* **Dokument**:
Leitsatz (amtlich)
1. Soweit der Abschluss eines Ehevertrages (mit "Globalverzicht") von der im Zuge der notariellen Beratung angestellten Erwägung getragen ist, die Ehefrau könne und wolle die finanziellen Risiken eines Familienunternehmens nicht tragen, so spricht dies für eine unterlegene Verhandlungsposition der Ehefrau. Dies gilt vor allem dann, wenn die Ehefrau in der irrigen Annahme bestärkt wurde, sie mindere durch Abschluss des Ehevertrages ein Haftungsrisiko, das in Wirklichkeit überhaupt nicht bestanden hat.
2. Zur Inhaltskontrolle eines Ehevertrages mit einer Schwangeren.
Normenkette
BGB § 138
Verfahrensgang
AG Pirmasens (Aktenzeichen 1 F 70/23) |
Tenor
I. Auf die Beschwerde der Antragstellerin wird der Beschluss des Amtsgerichts - Familiengericht - Pirmasens vom 19. Oktober 2023 in seiner Ziffer 4 (Zugewinnausgleich) wie folgt abgeändert.
Der Antragsgegner wird verpflichtet,
1. vollständige Auskunft über sein Vermögen zu folgenden Stichtagen zu erteilen:
12.05.1995 (Anfangsvermögen)
01.03.2020 (Trennungsvermögen)
30.12.2021 (Endvermögen)
durch Vorlage eines geordneten detaillierten Vermögensverzeichnisses bezogen auf die vorbezeichneten Stichtage, welches die vorhandenen einzelnen Vermögenspositionen samt der dazugehörigen Wertangaben unter Angabe der wertbildenden Faktoren, gegliedert nach Aktiva und Passiva, zu enthalten hat und zwar insbesondere
a) Konten, Sparkonten, Depots, Bausparguthaben, Anlagen über vermögenswirksame Leistungen und sonstige Finanzanlagen
b) Fortführungswerte zu Lebensversicherungen inkl. Angaben zum Rückkaufswert ohne Stornoabschläge, Gewinnanteile, Prämien, Anwartschaftsbarwert auf Schlussgewinnanteile
c) Immobilieneigentum
d) Vermögensgegenstände, insbesondere Schmuck, Pkws, Möbel, Haushaltsgegenstände, Kunstgegenstände
e) ... GmbH mit Angaben zum Hauptsitz und Filialen, sowie sonstiger Firmenbesitz samt Angaben zu Gesellschaftsanteilen an den jeweiligen Gesellschaften unter Angabe der Gesellschaften und der Gesellschaftsform
f) Verbindlichkeiten, insbesondere Darlehen auf Lebensversicherungen (Policendarlehen)

* **Vorliegende Daten**:
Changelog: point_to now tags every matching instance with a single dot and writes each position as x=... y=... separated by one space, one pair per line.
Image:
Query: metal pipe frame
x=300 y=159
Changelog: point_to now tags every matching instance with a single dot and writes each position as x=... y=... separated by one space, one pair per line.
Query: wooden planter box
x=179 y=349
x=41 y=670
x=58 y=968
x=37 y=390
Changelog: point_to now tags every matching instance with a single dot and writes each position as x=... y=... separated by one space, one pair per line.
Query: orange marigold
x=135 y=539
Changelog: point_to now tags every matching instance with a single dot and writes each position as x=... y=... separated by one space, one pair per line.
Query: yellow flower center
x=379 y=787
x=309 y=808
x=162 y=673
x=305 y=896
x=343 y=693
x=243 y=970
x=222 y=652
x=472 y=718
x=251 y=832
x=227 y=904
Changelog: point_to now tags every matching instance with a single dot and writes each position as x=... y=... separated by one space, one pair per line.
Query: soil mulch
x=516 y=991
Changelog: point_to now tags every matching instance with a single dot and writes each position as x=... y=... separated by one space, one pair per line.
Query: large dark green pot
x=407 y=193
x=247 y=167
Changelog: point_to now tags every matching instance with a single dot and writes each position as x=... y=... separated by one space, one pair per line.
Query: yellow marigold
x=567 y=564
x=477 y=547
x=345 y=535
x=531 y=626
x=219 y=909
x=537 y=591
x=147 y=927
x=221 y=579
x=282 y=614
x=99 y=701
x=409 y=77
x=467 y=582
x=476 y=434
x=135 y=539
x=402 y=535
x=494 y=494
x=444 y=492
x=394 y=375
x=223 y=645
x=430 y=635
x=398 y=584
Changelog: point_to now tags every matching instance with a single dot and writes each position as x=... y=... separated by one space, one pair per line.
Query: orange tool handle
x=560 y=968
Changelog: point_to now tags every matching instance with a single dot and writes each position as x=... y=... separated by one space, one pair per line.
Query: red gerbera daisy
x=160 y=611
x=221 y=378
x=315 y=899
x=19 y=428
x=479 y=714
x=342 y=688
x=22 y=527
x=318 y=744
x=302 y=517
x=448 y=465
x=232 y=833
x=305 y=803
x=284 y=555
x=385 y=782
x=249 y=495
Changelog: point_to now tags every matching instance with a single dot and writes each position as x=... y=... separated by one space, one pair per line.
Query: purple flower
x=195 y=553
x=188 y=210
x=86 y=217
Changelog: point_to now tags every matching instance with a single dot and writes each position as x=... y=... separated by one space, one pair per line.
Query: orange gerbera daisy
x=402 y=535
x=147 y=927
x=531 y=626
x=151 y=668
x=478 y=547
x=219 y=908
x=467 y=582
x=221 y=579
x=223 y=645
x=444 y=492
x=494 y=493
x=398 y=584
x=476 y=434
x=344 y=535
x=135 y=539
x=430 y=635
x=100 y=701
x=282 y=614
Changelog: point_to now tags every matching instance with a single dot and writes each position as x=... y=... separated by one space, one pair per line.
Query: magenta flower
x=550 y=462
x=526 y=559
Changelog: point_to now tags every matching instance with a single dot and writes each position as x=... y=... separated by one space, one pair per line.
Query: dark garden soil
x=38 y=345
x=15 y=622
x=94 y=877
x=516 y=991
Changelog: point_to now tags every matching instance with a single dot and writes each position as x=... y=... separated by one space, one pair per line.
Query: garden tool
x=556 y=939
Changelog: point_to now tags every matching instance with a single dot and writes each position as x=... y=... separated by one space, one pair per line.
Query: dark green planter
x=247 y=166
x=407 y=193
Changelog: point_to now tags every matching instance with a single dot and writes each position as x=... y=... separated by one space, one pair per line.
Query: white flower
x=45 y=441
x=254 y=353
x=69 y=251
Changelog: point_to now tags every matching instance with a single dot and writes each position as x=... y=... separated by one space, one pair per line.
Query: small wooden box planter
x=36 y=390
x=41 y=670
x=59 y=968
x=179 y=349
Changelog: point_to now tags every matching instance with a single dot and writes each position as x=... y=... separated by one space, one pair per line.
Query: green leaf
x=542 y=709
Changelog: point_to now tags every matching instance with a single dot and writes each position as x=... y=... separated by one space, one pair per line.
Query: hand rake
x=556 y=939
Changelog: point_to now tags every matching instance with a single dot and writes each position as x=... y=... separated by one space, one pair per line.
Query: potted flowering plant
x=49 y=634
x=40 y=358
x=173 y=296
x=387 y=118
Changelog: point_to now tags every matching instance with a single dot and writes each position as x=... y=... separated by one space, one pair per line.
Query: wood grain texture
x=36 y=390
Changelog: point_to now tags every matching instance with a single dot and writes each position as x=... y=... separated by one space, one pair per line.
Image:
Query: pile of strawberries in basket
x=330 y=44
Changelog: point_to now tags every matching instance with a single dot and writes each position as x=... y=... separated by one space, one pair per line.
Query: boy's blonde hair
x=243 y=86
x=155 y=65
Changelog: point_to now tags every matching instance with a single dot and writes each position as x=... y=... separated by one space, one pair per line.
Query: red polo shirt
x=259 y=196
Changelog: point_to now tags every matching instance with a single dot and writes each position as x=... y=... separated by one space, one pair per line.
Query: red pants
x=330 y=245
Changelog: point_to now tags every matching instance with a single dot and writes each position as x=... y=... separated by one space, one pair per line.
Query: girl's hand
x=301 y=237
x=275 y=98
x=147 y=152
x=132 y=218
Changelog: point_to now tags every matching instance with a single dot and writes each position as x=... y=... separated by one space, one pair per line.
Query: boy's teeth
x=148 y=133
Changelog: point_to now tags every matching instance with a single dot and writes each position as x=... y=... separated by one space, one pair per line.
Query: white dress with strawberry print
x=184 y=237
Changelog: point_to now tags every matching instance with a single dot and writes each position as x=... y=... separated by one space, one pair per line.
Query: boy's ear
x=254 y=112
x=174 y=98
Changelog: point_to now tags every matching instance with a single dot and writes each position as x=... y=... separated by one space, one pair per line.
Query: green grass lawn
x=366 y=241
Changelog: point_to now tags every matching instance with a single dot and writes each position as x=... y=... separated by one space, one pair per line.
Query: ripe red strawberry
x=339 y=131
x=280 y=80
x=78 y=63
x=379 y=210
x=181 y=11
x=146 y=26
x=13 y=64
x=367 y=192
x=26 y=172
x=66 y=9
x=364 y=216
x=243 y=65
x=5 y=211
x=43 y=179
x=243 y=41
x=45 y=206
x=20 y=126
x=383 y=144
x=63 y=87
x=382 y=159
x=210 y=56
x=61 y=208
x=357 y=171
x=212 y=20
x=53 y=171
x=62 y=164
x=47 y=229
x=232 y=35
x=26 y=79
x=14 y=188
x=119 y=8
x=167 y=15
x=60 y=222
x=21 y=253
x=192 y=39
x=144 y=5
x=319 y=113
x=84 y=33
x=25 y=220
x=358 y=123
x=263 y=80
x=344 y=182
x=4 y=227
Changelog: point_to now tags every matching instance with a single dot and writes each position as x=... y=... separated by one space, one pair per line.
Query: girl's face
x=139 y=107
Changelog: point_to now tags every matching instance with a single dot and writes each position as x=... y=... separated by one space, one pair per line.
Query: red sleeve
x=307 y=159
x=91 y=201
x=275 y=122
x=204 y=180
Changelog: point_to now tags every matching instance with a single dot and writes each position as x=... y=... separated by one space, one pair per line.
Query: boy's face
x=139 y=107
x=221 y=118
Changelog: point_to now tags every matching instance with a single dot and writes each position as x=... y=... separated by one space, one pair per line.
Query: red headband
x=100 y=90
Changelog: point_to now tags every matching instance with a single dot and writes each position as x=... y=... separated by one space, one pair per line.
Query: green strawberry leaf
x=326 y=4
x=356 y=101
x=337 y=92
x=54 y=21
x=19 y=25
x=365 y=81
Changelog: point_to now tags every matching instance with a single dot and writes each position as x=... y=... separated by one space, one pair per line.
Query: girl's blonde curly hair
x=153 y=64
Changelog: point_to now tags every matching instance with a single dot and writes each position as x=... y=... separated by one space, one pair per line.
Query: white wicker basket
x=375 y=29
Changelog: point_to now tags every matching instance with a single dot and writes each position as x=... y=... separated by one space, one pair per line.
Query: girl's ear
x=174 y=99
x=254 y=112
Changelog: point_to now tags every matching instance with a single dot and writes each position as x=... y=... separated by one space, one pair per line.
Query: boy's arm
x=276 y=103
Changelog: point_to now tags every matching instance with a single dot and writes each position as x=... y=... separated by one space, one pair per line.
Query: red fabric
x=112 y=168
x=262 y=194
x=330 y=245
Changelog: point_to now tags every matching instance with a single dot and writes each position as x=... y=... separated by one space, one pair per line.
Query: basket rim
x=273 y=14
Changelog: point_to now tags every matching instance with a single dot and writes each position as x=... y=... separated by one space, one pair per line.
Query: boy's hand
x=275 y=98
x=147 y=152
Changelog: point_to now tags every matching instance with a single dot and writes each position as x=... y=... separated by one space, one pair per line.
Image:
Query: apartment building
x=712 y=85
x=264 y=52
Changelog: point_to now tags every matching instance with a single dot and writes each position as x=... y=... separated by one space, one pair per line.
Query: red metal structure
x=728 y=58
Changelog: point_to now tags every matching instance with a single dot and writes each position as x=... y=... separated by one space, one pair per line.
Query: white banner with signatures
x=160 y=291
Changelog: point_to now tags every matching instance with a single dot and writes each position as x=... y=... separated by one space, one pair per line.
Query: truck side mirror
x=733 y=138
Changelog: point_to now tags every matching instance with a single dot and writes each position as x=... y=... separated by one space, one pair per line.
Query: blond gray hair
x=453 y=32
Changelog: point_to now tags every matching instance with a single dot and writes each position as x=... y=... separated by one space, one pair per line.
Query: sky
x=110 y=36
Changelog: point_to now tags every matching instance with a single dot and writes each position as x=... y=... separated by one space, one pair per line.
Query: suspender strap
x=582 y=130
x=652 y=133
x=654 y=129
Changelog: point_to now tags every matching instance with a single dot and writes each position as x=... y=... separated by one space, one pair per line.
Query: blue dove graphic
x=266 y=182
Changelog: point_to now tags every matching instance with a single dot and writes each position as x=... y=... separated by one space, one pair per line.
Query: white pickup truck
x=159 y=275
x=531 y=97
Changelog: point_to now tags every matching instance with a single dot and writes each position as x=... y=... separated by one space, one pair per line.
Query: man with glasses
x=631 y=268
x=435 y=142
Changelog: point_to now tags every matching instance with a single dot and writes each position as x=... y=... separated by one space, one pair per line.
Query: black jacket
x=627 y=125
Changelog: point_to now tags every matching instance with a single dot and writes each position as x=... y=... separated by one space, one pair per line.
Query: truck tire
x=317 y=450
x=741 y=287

* **Aufgaben**:
a – Schreiben Sie aus dem Gerichtsbeschluss alles von „Der Antragsgegner wird“ bis hinunter zu „30.12.2021 (Endvermögen)“ wortgetreu ab.
b – Übertragen Sie alles vom Anfang der Auflistung bis hinunter zu der Zeile mit „x=300 y=159“ in eine JSON-Liste von Zeichenketten, mit einer Zeichenkette je Zeile und ohne Leerzeilen. Die erste und die letzte Zeile gehören dazu.

* **Lösungen**:
a –
Der Antragsgegner wird verpflichtet,
1. vollständige Auskunft über sein Vermögen zu folgenden Stichtagen zu erteilen:
12.05.1995 (Anfangsvermögen)
01.03.2020 (Trennungsvermögen)
30.12.2021 (Endvermögen)

b –
[
  "Changelog: point_to now tags every matching instance with a single dot and writes each position as x=... y=... separated by one space, one pair per line.",
  "Image:",
  "Query: metal pipe frame",
  "x=300 y=159"
]